### Quoted text
In addition to changes in requirements and challenges in chip development, systems have to process more and more data that is noisier than ever.

The thing we are looking for has to be able to handle any kind of noise - in the input data and during processing in the form of only ballpark accurate results and occasional errors very well. In addition, it should have a way to figure out how to do "the right thing" without being given the exact steps. One area that is quite suited for that are recent advancements in machine learning, especially neural networks. What if instead of just calling them in some parts of our code, we build a whole computing and programming model on top of them.

What to look at to get there

A little disclaimer: I don't expect neural networks to be the only solution for this kind of problem, they may not even be the right one, but at the moment they are the most promising one. To be able to understand the following parts you should have some knowledge about neural networks.

I believe there are three major areas to work on: the first is programming interfaces, meaning what our code will look like in the new programming model. The second, neural network interfaces, is about internal data representation in neural networks and how to connect them to the outside world / make use of existing technology, and automatic connections between neural networks. And finally I will describe a few things that should be changed in neural networks to enable everything else.

Programming Interfaces

Imagining what code should look like is hard without having something to build on - especially because it greatly depends on the capabilities of the underlying computing model. And yet it is very important, because it gives the rest a target to go for, and defines what would be necessary to get there.

My first intuition would be to go for a combination of a declarative approach (to be able to define what we have, what we want and a few constraints the net has to work around) and component based thinking (with the assumption that there are existing neural network parts that have been trained to do or recognize certain things). Inspiration for the declarative part could come from taking a peek at the syntax of existing declarative languages like Prolog in addition to maybe some ideas from different probabilistic programming approaches.

This will be the part that most likely is wrong (and it definitely goes beyond the capabilities we currently have in the area of neural networks), but I will try to give a first attempt how such code could look - in this case to make some money with a photo site:

Using Web { Domain = "FunnyClickbaitNMore.com" }
Using Content { Source = "./.../images.data" }
Using Ads { Source = "someadserver.com/ads.data" }

net = Net[requestID] {
    Using HTML
    IN Web.Requests[requestID]
    IN Content.AllAvailableElements
    IN Ads.AllAvailableElements
    OUT HTML.Page
}

Web { RequestHandler = net }

Goal = max(Ads.Revenue[requestID])

This code still contains a fair share of plumbing as it makes use of a lot of existing infrastructure. Using loads a component, the part in {} sets the value of a few parameters in the scope of the component. A component would generally consist of two parts: normal code and normal interfaces to work with existing outside infrastructure and neurons a neural network could connect to. These neurons could either be a part of some pre-trained neural network that can be reused, or a part of a neural interface to the normal code - for example the first few layers of an image processing net, if we have images as input.
######
- _Written tasks_:
A) Decide whether each statement agrees with the text on neural network programming: (i) the author expects neural networks to be the only solution for this kind of problem; (ii) the author names three major areas to work on; (iii) Prolog is mentioned as a possible source of inspiration for the declarative part. Answer yes or no for each and quote the deciding words of the text.
B) Write out the text on neural network programming again, starting at "Goal = max(Ads.Revenue[requestID])" and ending at "images as input.". Swap "plumbing" for "glue code".
### Data block
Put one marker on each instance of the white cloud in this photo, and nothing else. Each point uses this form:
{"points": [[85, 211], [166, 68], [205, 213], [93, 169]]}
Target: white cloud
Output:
######
- _Solutions by task_:
A)
(i) No: "I don't expect neural networks to be the only solution for this kind of problem"
(ii) Yes: "I believe there are three major areas to work on"
(iii) Yes: "Inspiration for the declarative part could come from taking a peek at the syntax of existing declarative languages like Prolog"

B)
Goal = max(Ads.Revenue[requestID])

This code still contains a fair share of glue code as it makes use of a lot of existing infrastructure. Using loads a component, the part in {} sets the value of a few parameters in the scope of the component. A component would generally consist of two parts: normal code and normal interfaces to work with existing outside infrastructure and neurons a neural network could connect to. These neurons could either be a part of some pre-trained neural network that can be reused, or a part of a neural interface to the normal code - for example the first few layers of an image processing net, if we have images as input.